## WHAT YOU HAVE TO DO
How would you translate this sentence from the statement on orthodontic services into Spanish: "The Moran report also recommended that auxiliaries be employed in the regional orthodontic units."?

## DOCUMENT SECTION
════════════════════
Six dentists from the Eastern Regional Health Authority, North Eastern Health Board and South Eastern Health Board commenced their training last October for specialist in orthodontics qualifications. My Department has provided €541,000 in 2002 for specialist in orthodontics training. Furthermore, three dentists from the Western Health Board and North Eastern Health Board are already in specialist training for orthodontics and this brings the total number of dentists in such training to nine. The general objective of these training programmes is to educate dentists to become specialists in orthodontics with a broad academic background and experience in different clinical treatment methods. They are made possible by co-operation between health boards, consultants and dental teaching institutions. Discussions on providing an additional training course to commence in 2002 are also under way.
The Moran report also recommended that auxiliaries be employed in the regional orthodontic units. In order to enable the achievement of greater caseloads, the Dental Council will shortly submit to my Department a draft scheme to recognise auxiliary dental workers in orthodontics. This grade – to be known as orthodontic therapist – will act as a support to the consultant orthodontist, specialists and other dentists working in the orthodontic unit thus enabling a greater volume of treatment.
My Department has funded the appointment of a director of specialist training for the Irish Committee for Specialist Training in Dentistry through the postgraduate medical and dental board. The director has taken up duty and will play a pivotal role in assisting the different agencies involved in dental specialist training programmes. In addition, my Department has also funded the recruitment of a professor in orthodontics at Cork University dental school to facilitate the development of an approved training programme leading to specialist qualifications in orthodontics. Capital funding of approximately €1.27 million was also provided to the orthodontics unit there for its refurbishment to an appropriate standard.
In the short-term, I have funded an orthodontic initiative to ease current pressures on the system. Additional funding of €6.729 million was approved for orthodontic services last year of which €4.698 million was to fund an initiative on orthodontic waiting lists. This is enabling health boards to recruit additional staff, develop new treatment facilities and engage the services of private specialist orthodontic practitioners to treat patients. My Department is exploring with boards every possibility to expand the level of services in the short-term such as the use of private specialist orthodontic practitioners and the treatment of patients in out-of-hours sessions by health board orthodontists.
My Department has also funded the development of new regional orthodontic units at Dundalk and Navan – both of which are operational – and the recruitment of a consultant orthodontist for the Midland Health Board who was appointed last year.
The assertion by the author of the proposal submitted by the Deputy that fewer children are being treated now in the orthodontic service than in 1999 is at variance with treatment statistics furnished to my Department by the health boards. The chief executive officers of the health boards have informed me that at the end of the December 2001 quarter, there were 17,295 patients in orthodontic treatment in the health boards. This is an increase of 3,086 patients in orthodontic treatment when compared with the number of patients in treatment in mid-1999. I expect that the number of patients in orthodontic treatment will continue to increase as the measures that I have taken to improve orthodontic services take effect.
════════════════════
Stored data entries
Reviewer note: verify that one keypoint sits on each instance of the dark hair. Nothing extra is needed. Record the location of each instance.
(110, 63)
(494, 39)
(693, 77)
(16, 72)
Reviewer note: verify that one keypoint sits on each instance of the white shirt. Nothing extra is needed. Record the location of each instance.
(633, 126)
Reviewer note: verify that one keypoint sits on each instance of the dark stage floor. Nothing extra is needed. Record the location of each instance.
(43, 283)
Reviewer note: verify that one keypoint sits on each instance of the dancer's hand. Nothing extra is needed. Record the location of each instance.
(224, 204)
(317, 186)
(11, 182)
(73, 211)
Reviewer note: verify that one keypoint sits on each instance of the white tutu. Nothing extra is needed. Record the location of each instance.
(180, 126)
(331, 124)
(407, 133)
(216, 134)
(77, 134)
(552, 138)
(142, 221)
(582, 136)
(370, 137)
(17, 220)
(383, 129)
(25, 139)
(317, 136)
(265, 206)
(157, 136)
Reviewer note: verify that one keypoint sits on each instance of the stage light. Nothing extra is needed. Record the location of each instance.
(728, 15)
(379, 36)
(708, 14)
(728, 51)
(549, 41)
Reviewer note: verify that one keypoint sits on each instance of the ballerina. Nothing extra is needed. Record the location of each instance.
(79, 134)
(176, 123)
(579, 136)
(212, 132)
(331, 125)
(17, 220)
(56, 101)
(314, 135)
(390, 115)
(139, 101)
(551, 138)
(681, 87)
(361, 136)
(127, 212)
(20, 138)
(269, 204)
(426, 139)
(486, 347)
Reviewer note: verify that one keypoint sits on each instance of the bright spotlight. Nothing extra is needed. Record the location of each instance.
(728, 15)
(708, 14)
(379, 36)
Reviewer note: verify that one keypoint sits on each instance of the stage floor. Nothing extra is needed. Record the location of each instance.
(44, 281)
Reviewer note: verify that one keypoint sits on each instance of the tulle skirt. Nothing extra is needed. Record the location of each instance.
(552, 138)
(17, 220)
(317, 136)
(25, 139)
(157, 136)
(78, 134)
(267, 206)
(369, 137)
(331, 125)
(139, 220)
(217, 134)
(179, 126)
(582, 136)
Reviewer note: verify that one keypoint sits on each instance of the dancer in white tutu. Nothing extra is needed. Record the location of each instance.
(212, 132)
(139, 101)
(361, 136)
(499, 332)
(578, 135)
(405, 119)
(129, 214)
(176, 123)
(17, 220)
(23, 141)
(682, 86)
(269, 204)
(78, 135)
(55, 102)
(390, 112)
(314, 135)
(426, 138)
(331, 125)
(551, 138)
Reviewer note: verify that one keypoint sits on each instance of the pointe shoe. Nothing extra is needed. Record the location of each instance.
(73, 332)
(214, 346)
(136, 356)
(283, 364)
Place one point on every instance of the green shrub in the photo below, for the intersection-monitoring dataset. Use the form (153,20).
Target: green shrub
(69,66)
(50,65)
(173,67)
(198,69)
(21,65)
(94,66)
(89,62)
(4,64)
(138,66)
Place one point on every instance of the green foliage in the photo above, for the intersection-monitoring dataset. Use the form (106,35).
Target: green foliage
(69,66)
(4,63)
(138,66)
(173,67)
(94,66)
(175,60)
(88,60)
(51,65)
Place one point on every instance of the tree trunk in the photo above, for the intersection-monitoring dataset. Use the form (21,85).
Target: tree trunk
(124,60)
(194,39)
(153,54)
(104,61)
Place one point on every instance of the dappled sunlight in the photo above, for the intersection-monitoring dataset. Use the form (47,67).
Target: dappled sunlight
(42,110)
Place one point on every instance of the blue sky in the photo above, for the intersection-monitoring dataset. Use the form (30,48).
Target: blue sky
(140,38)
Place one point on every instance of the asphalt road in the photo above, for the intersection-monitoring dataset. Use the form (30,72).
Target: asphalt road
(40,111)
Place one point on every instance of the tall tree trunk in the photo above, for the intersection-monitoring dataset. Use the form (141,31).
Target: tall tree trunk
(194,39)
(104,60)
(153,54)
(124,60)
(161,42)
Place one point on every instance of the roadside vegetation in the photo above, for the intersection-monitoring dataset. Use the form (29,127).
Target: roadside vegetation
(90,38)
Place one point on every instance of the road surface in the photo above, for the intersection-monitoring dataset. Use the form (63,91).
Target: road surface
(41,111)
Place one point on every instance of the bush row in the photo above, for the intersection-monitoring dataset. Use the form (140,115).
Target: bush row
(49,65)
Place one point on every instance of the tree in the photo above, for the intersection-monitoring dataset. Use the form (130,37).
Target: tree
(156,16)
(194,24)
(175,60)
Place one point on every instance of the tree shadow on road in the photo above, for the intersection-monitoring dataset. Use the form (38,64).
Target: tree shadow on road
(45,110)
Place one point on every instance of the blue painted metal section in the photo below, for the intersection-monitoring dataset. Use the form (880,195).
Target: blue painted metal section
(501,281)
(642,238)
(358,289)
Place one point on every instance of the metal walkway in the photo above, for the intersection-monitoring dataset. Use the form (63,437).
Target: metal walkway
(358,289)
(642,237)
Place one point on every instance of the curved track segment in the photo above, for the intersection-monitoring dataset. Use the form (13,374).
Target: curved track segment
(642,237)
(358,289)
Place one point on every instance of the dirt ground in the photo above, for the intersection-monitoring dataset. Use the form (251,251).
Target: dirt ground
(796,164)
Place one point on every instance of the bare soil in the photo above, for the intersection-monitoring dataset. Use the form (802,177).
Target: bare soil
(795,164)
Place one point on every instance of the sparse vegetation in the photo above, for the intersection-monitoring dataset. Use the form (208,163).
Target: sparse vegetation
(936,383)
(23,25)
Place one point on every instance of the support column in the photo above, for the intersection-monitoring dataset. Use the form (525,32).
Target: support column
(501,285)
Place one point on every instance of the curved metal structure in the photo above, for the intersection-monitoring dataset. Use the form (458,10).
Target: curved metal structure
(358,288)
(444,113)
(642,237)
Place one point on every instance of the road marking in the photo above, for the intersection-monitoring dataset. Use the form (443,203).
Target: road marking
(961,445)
════════════════════
## RESULT FOR THIS EXERCISE
El informe Moran también recomendó que se empleara a auxiliares en las unidades regionales de ortodoncia.